— TEXT —
────────────────
Foods such as bamboo shoots, fermented soya beans, fiddle-head ferns, fragrant limes and lime leaves, herbs, sticky rice, pork, pickled or salted fish, fermented greens and radish, smoked meats and buckwheat.
While a common culinary thread of Satvik, Rajasik and Tamasik foods, runs through the warp and weft of mainstream India’s highly evolved and rich food tapestry, the Northeast of India is like another country altogether, having much more in common with East and Southeast Asia in foods and, significantly, in festivals.
Geography and migration of course, have a great role to play in this. Tribal myths, corroborated by scholars, reveal that there have been extensive migrations in the region covering the trans Himalayan and other East Asian areas. Many communities in NE India trace their origins south of the Yarlung Zangbo, source of the Brahmaputra River, including the Tai-Ahoms or Ahoms, an offspring of the Tai people who are called Shan in Myanmar, Thai in Thailand, Lao in Laos, Dai and Zhuang in Yunnan, China and Tay-Thai in Vietnam.
Just like the native foods of those countries, many Northeastern tribal dishes have a pungent and aromatic taste, which comes from the frequent use of dried and fermented vegetables like bamboo shoots and soya beans and plenty of fresh herbs, and limes. Fermented soya beans are popular in Sikkim and Darjeeling where it is called Kinema, in Nagaland where it is called Akhuni and Tungrymbai in Meghalaya.
I recall how pleasantly surprised I was to discover that even the Japanese have a dish exactly like Kinema called Natto, a condiment redolent of homespun goodness that my mother used in many deliciously innovative ways, but outstandingly with tree tomatoes, chillies, garlic and shallots. Natto is available in any Japanese grocery store and even in the NTUC supermarkets. In Chinese cuisine where it’s a popular condiment, it is called Douchi and Burmese cuisine cannot do without its equivalent - Ngapi. A variation of it in Indonesian cuisine is Tempeh while in Thailand it’s called Thuo Nao and used liberally.
One of the most ubiquitious dishes of the Northeast is Sikkim’s famous Momo, derived from Tibetan steamed dumplings which go by the same name but, unlike the Tibetan variety which is mostly made of beef or Yak meat, the Sikkimese often use pork and chicken and add more herbs accompanied by a fiery chutney that incorporates the state’s famous Dollay Khursani (round chillies). Similar dumplings (jiaozi) are found in China and Japan (gyoza), differing slightly in flavour and accompaniments, perhaps, but obviously originating from the same cultural cooking pot.
Lemons and herbs are used liberally in Assamese cooking which is light and fragrant, and like other Northeastern food, makes minimal use of oil and spices. Herbs, bamboo shoot, fermented soya beans, limes and fiery hot chillies make their appearance in all the eight states, similar to Thai, Indonesian, Burmese, Vietnam and Cambodia cuisine to varying degrees. For those who want a taste of something extraordinarily different from Chicken tikkas, naans, biryanis, idlis, dosas and sambhars, here are three recipes redolent of the misty mountains of Northeast India.
Doh Sniang Nei-iong: Pork with black sesame
This is a Khasi dish from Meghalaya.
1. Boil the pork belly in a pressure cooker (this reduces the cooking time) and cut into large cubes.
────────────────
— SUPPLIED DATA —
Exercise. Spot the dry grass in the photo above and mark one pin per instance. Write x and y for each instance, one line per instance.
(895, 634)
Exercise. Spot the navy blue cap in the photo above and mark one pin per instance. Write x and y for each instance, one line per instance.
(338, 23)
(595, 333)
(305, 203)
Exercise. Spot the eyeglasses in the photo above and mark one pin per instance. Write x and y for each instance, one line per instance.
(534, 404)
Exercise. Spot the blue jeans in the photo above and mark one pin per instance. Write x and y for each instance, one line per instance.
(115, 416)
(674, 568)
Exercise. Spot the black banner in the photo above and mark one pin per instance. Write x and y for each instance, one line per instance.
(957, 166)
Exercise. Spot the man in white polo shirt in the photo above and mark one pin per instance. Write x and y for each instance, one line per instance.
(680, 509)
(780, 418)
────────────────
— STATED GOAL 1 —
Answer these from the text on Northeast Indian food:
(a) What is fermented soya bean called in Nagaland?
(b) What is the Burmese equivalent of the fermented soya condiment called?
(c) What meat is the Tibetan variety of Momo mostly made of?
— STATED GOAL 2 —
Repeat the passage of the text on Northeast Indian food word for word, from "Foods such as" to "meats and buckwheat.".
The items are separate from the text on Northeast Indian food.

— FULL RESPONSE 1 —
(a) Akhuni
(b) Ngapi
(c) Beef or Yak meat

— FULL RESPONSE 2 —
Foods such as bamboo shoots, fermented soya beans, fiddle-head ferns, fragrant limes and lime leaves, herbs, sticky rice, pork, pickled or salted fish, fermented greens and radish, smoked meats and buckwheat.